Not wishing to be bound by theory unless set forth in the claims, in one aspect, repair of the low-k material lowers the k-value of the low-k material. Typically after dry stripping of the photoresist, the low-k material layer will be silanol terminated. Because the silanol bond is extremely polar, silanol termination increases the k-value of the dielectric material. In addition, the polar nature of the silanol bond cause the low-k material layer to behave hydrophilic. It has been shown that supercritical fluid can be used to replace silanol termination surface with a non-polar termination. For example, supercritical carbon dioxide with a silicon source, such as silicon tetrachloride, and with methanol can replace the silanol termination surface with a methyl termination surface.



FIG. 6 is a flow chart of one embodiment of an application of using a supercritical fluid and/or a dense fluid to repair a low-k material after drying stripping. In step 610, a substrate structure having a photoresist is dry stripped of the resist. In step 620, the low-k material layer, such as substrate structure 302 of FIG. 3E or FIG. 3F, is repaired with a supercritical fluid and/or dense along with one or more reactants.


IV. Photoresist Removal


One embodiment of the present invention comprises stripping of a photoresist by applying a supercritical fluid and/or dense fluid. In one embodiment, a carbon dioxide fluid is used at a pressure between about 1,000 psi and about 5,000 psi and a temperature at least about 31° C. In another embodiment, the carbon dioxide fluid further includes a co-solvent, a surfactant, or combinations thereof.

---+---

REQUIRED TASK 1: Count the lines in the records that contain the word "railing", treating uppercase and lowercase as different. Reply with the number only.

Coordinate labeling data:

---+---

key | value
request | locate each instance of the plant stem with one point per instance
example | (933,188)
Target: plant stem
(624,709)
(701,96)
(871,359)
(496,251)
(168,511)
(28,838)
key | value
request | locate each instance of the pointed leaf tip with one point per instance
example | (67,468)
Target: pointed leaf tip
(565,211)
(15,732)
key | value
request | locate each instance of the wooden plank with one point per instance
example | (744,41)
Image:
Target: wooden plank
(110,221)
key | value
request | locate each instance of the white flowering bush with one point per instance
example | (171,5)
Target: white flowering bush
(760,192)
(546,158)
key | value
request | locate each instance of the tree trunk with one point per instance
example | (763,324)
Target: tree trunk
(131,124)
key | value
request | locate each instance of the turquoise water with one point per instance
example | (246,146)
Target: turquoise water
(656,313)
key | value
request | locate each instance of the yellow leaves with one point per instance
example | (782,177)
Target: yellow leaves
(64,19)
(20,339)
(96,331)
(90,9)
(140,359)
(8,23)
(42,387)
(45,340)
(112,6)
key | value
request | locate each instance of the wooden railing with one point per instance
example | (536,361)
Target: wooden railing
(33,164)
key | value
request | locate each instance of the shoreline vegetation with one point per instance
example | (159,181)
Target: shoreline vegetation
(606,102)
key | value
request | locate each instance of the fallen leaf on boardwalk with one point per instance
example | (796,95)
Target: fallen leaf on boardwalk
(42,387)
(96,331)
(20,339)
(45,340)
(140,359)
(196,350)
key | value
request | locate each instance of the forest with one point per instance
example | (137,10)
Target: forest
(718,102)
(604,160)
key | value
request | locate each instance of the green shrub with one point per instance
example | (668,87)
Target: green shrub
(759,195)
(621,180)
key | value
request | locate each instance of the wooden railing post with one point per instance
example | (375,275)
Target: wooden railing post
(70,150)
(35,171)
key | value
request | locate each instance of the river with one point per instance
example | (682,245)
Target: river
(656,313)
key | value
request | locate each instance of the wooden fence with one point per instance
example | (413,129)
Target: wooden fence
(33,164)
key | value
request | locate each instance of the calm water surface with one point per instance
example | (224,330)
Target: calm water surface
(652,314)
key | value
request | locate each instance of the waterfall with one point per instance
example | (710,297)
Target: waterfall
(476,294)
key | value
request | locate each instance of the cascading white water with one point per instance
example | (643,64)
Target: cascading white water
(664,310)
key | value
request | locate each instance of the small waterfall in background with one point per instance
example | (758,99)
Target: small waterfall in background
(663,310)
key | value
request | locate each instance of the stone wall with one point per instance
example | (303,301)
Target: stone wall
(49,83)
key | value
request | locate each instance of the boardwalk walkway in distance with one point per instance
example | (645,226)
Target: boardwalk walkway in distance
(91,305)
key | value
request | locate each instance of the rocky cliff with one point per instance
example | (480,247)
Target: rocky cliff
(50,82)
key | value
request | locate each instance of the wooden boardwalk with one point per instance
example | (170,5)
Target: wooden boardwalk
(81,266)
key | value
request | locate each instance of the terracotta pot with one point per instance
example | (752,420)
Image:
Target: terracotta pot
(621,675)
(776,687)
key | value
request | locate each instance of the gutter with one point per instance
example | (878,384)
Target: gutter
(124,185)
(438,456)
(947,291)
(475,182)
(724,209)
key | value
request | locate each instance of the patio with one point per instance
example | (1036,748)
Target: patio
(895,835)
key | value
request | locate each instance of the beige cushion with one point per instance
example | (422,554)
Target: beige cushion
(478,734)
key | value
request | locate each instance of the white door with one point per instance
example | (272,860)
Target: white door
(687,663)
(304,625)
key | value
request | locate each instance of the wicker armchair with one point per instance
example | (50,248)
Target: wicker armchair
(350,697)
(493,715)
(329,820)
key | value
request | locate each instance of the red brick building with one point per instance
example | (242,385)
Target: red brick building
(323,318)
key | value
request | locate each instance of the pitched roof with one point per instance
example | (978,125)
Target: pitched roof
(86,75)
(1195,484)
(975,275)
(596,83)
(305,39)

---+---

REQUIRED TASK 2: Write out the stretch of the low-k material text from "FIG. 6 is a" through "or combinations thereof.".

REPLY 1: 4

REPLY 2:
FIG. 6 is a flow chart of one embodiment of an application of using a supercritical fluid and/or a dense fluid to repair a low-k material after drying stripping. In step 610, a substrate structure having a photoresist is dry stripped of the resist. In step 620, the low-k material layer, such as substrate structure 302 of FIG. 3E or FIG. 3F, is repaired with a supercritical fluid and/or dense along with one or more reactants.


IV. Photoresist Removal


One embodiment of the present invention comprises stripping of a photoresist by applying a supercritical fluid and/or dense fluid. In one embodiment, a carbon dioxide fluid is used at a pressure between about 1,000 psi and about 5,000 psi and a temperature at least about 31° C. In another embodiment, the carbon dioxide fluid further includes a co-solvent, a surfactant, or combinations thereof.